-- START OF Material supplied --

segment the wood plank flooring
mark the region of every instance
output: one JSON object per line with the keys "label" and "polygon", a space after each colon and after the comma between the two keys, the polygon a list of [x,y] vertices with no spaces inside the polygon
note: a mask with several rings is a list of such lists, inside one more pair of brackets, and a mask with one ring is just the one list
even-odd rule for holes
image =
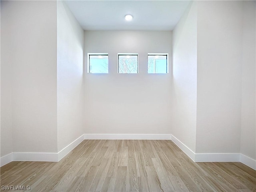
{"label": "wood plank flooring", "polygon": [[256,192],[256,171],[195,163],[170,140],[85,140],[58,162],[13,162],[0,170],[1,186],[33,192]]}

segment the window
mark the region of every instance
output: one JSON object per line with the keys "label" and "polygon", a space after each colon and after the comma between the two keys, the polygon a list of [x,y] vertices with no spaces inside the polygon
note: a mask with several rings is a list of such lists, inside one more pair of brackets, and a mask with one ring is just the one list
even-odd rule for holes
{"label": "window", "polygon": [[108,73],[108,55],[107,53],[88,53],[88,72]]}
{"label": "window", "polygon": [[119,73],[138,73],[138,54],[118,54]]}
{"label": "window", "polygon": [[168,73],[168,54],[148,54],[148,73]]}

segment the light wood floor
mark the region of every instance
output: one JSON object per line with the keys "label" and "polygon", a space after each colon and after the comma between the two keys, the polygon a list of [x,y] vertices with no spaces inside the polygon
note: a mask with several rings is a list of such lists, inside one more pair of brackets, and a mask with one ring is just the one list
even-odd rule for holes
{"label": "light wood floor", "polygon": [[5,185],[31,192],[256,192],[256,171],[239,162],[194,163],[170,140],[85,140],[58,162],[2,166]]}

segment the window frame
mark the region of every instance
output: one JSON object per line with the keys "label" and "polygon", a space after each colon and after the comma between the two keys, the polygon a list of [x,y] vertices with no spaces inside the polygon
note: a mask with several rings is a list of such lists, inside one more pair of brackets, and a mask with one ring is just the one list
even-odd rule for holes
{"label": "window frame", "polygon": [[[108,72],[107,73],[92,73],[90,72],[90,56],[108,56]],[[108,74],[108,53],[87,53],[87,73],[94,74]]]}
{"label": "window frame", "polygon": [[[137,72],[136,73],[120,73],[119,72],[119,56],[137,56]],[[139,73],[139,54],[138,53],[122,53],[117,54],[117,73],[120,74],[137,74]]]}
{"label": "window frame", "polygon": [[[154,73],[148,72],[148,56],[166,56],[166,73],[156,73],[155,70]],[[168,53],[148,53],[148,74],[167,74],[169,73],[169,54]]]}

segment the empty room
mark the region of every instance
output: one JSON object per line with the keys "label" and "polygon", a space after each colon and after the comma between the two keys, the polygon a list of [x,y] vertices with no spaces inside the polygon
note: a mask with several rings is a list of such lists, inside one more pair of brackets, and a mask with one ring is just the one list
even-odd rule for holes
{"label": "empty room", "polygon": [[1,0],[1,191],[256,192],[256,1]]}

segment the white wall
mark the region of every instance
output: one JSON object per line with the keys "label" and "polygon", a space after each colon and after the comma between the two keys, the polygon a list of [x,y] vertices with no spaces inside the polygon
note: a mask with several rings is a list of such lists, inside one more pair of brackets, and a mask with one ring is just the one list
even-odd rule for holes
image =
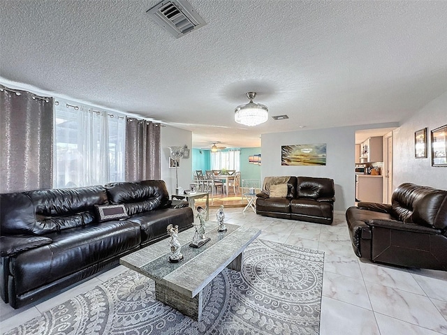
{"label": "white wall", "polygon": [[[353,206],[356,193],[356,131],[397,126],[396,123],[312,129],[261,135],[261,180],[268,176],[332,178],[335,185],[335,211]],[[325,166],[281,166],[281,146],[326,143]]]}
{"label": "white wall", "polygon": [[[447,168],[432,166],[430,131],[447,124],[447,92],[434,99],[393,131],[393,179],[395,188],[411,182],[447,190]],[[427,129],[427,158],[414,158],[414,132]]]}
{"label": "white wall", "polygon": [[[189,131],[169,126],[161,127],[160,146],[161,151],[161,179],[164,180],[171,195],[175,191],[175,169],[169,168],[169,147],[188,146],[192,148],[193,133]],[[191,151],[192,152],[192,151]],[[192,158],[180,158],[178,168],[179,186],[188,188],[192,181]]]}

-- END OF Material supplied --
-- START OF Material supplied --

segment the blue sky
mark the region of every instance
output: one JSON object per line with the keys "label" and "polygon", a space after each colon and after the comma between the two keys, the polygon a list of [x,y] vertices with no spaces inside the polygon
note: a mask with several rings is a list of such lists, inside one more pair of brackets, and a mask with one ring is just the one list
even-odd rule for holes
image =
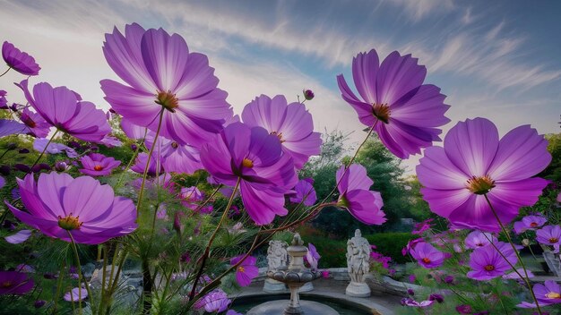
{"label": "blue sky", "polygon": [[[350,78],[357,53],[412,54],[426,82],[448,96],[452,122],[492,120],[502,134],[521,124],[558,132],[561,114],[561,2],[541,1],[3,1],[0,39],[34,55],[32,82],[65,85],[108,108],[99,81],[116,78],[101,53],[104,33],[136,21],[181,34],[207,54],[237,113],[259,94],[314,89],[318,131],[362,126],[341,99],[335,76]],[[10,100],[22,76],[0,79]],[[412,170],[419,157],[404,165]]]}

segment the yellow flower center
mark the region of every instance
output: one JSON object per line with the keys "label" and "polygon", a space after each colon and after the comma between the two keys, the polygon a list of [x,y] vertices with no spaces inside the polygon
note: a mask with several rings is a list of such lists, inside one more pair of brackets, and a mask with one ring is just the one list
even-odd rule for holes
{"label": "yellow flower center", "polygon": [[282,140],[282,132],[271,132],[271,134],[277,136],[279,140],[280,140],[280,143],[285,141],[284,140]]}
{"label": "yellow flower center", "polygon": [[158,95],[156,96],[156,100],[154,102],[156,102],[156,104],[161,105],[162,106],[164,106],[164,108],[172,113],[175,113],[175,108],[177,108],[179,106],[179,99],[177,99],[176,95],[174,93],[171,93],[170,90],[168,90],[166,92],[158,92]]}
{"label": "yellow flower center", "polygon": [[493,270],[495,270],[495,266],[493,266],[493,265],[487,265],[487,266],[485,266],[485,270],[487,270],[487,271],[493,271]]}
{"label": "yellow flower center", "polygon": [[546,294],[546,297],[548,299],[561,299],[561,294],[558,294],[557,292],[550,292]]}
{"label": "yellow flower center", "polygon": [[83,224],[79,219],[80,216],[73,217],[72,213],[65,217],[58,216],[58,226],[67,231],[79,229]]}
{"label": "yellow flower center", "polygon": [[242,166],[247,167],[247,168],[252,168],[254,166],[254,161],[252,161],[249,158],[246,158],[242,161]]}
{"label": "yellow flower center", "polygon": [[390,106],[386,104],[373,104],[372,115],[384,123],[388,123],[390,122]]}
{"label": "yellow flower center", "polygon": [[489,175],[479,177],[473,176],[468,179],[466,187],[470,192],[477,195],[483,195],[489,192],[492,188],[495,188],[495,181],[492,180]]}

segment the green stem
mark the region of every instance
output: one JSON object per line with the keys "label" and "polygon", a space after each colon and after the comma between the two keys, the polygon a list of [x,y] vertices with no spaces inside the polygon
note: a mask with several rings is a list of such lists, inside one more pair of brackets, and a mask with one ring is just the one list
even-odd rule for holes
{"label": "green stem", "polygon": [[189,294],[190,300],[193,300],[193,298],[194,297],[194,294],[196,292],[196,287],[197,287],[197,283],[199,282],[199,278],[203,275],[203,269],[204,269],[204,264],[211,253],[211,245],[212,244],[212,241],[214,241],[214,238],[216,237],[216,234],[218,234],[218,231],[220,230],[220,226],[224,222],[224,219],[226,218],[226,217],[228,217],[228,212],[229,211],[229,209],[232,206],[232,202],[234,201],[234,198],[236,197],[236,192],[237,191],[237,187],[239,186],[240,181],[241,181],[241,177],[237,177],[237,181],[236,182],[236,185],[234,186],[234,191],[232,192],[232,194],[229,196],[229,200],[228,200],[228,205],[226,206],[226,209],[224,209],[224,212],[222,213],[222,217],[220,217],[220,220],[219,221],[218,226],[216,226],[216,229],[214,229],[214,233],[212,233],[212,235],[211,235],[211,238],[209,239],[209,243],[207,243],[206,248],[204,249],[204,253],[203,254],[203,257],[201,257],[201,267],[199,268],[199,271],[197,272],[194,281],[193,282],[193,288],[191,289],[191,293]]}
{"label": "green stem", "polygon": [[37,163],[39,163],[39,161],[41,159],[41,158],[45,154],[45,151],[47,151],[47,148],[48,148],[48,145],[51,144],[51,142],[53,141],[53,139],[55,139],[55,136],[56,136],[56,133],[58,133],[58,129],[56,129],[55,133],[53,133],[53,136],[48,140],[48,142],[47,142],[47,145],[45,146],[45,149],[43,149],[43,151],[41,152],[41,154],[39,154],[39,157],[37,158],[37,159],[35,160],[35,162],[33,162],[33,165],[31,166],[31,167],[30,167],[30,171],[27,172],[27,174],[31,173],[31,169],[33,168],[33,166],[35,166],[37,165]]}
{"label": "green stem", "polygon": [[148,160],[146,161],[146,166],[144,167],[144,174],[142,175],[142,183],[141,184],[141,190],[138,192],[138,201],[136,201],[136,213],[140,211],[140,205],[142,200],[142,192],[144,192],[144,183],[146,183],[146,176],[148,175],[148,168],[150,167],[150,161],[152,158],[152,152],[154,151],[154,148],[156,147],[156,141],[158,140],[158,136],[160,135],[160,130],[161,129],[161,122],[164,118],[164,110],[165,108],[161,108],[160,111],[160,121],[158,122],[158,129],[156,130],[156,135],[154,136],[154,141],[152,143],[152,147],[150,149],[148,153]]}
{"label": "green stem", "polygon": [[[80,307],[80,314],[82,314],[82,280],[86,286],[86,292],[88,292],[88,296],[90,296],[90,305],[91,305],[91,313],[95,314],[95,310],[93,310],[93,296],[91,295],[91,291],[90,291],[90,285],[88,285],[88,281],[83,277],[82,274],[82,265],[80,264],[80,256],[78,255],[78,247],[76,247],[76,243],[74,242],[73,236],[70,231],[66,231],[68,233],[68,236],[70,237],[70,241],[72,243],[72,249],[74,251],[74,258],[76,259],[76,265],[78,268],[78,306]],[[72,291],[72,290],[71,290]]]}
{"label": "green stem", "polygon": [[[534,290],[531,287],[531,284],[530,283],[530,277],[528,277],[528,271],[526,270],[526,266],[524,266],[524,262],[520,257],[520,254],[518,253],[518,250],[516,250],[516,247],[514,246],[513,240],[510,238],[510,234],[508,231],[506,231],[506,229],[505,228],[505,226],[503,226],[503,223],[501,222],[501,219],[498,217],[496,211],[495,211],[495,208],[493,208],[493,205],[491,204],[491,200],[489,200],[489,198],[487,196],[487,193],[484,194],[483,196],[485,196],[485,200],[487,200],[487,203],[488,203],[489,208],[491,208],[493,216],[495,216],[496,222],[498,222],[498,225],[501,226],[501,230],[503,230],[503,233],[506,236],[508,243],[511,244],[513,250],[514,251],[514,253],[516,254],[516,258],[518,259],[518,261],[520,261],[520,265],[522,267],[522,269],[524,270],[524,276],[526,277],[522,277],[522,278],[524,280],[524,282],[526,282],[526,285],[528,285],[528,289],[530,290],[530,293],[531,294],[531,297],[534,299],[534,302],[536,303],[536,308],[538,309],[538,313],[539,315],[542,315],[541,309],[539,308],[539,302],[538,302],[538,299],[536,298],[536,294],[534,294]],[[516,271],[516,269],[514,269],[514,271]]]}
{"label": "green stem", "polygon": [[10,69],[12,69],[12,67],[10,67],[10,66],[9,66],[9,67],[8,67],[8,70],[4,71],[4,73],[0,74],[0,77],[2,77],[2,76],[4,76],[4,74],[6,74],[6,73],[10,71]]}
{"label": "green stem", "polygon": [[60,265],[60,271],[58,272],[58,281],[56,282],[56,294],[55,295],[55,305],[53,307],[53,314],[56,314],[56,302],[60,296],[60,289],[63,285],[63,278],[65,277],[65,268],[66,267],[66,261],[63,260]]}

-- END OF Material supplied --

Tally the lines containing the string "wood" and give only that number.

4